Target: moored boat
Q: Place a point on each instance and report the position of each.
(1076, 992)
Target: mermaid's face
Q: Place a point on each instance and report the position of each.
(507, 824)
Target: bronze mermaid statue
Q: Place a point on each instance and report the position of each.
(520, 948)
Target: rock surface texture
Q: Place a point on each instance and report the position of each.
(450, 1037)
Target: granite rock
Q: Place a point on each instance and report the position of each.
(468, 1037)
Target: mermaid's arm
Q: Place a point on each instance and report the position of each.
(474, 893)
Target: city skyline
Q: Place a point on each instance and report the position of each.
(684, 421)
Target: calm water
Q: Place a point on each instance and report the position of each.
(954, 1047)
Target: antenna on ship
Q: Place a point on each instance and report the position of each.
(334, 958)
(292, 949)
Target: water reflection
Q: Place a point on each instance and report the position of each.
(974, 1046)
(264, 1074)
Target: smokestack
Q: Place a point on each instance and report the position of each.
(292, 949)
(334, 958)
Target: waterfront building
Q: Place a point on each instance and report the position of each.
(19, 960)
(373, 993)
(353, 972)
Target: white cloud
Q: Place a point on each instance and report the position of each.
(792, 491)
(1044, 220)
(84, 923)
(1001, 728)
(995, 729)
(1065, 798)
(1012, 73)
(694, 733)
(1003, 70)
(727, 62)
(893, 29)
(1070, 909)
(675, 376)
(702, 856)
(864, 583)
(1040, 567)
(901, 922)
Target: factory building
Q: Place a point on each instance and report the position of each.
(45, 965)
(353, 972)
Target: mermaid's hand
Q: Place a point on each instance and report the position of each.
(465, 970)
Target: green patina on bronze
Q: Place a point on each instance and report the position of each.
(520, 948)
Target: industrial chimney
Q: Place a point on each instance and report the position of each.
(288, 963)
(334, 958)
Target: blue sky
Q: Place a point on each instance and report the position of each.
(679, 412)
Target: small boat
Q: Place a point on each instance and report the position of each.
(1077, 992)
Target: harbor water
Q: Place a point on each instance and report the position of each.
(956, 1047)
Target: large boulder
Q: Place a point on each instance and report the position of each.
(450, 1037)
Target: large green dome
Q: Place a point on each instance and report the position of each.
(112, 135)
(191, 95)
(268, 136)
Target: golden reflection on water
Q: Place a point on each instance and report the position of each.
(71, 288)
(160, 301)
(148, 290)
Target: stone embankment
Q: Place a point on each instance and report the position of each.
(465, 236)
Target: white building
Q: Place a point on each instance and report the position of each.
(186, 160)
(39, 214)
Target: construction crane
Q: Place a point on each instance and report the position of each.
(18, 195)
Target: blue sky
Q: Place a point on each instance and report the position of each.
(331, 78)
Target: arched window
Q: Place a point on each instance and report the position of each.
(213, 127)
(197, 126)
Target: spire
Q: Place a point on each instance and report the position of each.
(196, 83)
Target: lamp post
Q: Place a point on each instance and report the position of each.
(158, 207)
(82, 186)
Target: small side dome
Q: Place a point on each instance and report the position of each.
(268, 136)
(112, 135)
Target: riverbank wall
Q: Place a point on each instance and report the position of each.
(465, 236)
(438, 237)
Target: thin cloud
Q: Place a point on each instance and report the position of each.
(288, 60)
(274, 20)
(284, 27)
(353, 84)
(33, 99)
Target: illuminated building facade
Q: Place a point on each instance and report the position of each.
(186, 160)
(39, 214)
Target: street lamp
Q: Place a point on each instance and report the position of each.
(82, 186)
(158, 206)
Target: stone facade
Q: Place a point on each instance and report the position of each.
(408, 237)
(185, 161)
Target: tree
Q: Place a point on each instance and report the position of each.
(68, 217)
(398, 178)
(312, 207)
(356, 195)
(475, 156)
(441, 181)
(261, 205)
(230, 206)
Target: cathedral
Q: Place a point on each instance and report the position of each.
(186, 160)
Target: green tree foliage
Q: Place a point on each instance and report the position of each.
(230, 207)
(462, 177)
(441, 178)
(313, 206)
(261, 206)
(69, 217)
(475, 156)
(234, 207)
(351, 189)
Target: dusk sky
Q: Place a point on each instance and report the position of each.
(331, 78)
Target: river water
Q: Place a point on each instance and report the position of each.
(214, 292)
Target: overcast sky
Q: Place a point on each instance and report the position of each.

___

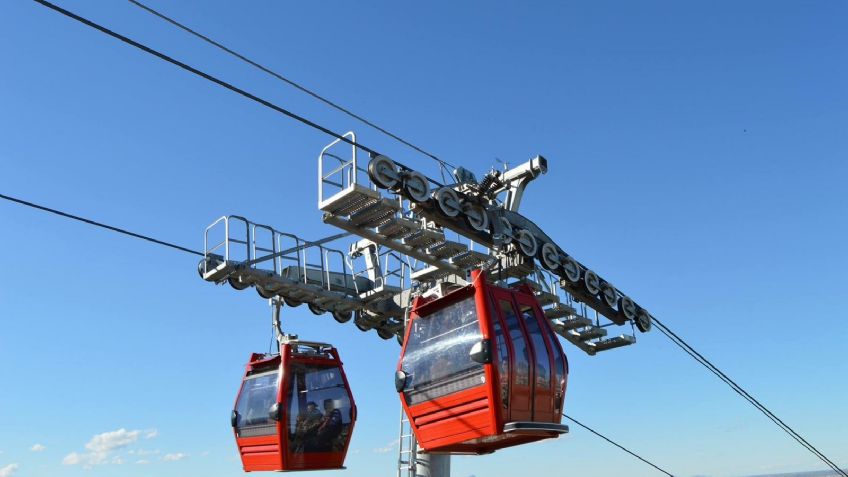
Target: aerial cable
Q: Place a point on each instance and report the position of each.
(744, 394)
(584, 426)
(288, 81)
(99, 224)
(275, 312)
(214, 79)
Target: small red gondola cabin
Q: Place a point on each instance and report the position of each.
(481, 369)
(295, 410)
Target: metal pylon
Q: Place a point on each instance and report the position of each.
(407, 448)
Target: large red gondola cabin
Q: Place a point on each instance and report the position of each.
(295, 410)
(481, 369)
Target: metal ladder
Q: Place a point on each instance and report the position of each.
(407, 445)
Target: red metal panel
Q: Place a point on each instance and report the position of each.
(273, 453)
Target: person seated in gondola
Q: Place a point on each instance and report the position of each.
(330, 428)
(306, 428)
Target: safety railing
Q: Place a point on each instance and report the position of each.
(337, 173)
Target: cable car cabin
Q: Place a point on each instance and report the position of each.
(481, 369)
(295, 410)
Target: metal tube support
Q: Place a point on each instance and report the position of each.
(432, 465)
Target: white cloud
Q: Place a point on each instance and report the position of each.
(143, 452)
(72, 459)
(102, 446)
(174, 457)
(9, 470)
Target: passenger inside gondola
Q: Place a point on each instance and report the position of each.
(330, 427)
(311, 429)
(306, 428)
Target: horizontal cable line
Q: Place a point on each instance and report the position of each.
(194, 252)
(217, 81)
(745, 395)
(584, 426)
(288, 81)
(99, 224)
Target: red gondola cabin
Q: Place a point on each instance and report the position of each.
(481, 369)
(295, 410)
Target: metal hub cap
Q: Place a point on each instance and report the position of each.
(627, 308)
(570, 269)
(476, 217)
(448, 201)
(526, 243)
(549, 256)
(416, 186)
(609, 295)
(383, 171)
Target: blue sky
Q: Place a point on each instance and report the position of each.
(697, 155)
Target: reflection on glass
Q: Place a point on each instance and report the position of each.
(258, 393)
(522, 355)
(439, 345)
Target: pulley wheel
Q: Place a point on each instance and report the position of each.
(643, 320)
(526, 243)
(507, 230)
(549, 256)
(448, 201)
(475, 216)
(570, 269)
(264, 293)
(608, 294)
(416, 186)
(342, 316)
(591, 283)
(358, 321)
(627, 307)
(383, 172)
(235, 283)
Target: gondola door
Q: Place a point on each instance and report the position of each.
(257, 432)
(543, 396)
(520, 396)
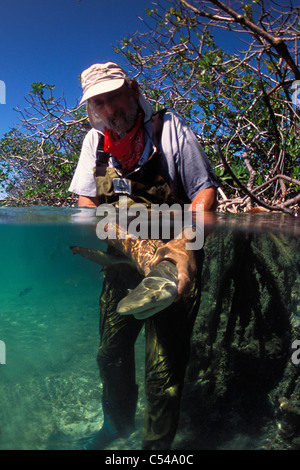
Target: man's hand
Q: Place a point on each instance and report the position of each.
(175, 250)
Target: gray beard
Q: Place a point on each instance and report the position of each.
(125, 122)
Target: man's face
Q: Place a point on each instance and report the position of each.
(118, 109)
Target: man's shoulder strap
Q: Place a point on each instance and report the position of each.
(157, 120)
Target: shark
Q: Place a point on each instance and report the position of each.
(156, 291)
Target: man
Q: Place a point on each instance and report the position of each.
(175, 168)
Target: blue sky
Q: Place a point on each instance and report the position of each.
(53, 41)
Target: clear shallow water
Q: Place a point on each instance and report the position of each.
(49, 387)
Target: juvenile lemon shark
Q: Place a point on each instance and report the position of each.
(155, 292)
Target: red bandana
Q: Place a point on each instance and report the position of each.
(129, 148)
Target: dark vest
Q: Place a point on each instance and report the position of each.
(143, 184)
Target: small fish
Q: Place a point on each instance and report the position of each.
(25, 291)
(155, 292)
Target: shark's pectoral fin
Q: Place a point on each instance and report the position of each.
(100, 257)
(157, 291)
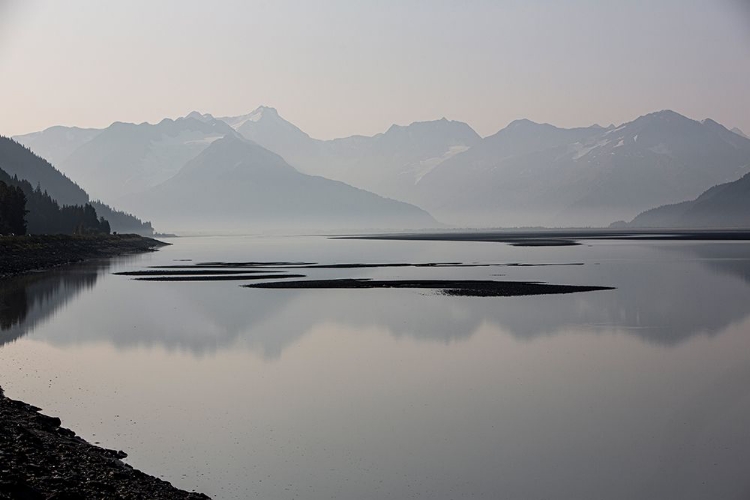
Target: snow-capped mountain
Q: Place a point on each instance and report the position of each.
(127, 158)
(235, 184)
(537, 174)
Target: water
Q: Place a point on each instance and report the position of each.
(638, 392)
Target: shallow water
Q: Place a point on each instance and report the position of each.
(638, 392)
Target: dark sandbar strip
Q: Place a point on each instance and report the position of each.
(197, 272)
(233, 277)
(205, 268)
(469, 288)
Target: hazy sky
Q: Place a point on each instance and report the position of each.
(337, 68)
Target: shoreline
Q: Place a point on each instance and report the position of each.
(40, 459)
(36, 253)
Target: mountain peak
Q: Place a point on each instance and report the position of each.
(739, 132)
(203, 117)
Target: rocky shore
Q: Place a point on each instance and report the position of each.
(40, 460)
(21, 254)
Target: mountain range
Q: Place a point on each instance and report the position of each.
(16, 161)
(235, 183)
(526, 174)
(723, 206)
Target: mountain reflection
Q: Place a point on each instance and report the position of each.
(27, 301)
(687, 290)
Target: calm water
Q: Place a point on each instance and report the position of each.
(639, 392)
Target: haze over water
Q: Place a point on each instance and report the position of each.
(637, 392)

___

# Task objective:
Reproduce word for word the stretch of the listing above from the line containing "Target: moored boat" through the line containing "(1077, 992)", including both of those lines.

# Completed exercise:
Target: moored boat
Q: Place a point on each instance and report the position of each.
(1076, 992)
Target: mermaid's face
Q: Place a point on each instance and report the position of each.
(507, 824)
Target: bronze mermaid statue
Q: Place a point on each instance and report the position of each.
(520, 948)
Target: rock surface texture
Q: Place a point on each instance and report the position of each.
(450, 1037)
Target: granite rock
Q: Place a point on each instance and report the position of each.
(468, 1037)
Target: mermaid's arm
Q: Place a point on each instance and report the position of each.
(474, 893)
Target: city skyline
Q: Place a point on each instance and report the position of each.
(684, 421)
Target: calm water
Q: Place a point on each instance and report the position of each.
(954, 1047)
Target: antenna on ship
Q: Place a point on each instance and report the position of each.
(334, 958)
(292, 949)
Target: water reflection
Q: Place a point on each instance and report the position of each.
(974, 1046)
(264, 1074)
Target: smokestack
Q: Place a point on each instance and report the position of each.
(292, 949)
(334, 958)
Target: waterfront building
Q: Place a point on each instance and report the position of each.
(19, 960)
(373, 993)
(353, 972)
Target: white cloud
Q: Place a point on each instance and report the position of each.
(792, 491)
(1044, 220)
(84, 923)
(1001, 728)
(995, 729)
(1065, 798)
(1012, 73)
(694, 733)
(1003, 70)
(727, 62)
(893, 29)
(1070, 909)
(675, 376)
(702, 856)
(864, 583)
(1040, 567)
(901, 922)
Target: factory building
Q: Place a point on each instance and report the position of each.
(45, 965)
(353, 972)
Target: mermaid's hand
Q: Place a point on each instance and report the position of each.
(465, 970)
Target: green patina on bronze
Q: Place a point on each instance and report the position of each.
(520, 948)
Target: industrial chimney
Q: Place a point on each instance and report the position of each.
(288, 963)
(334, 958)
Target: blue sky
Q: Place a point on each instance and report the position of each.
(679, 412)
Target: small boat
Q: Place a point on each instance and report the position of each.
(1077, 992)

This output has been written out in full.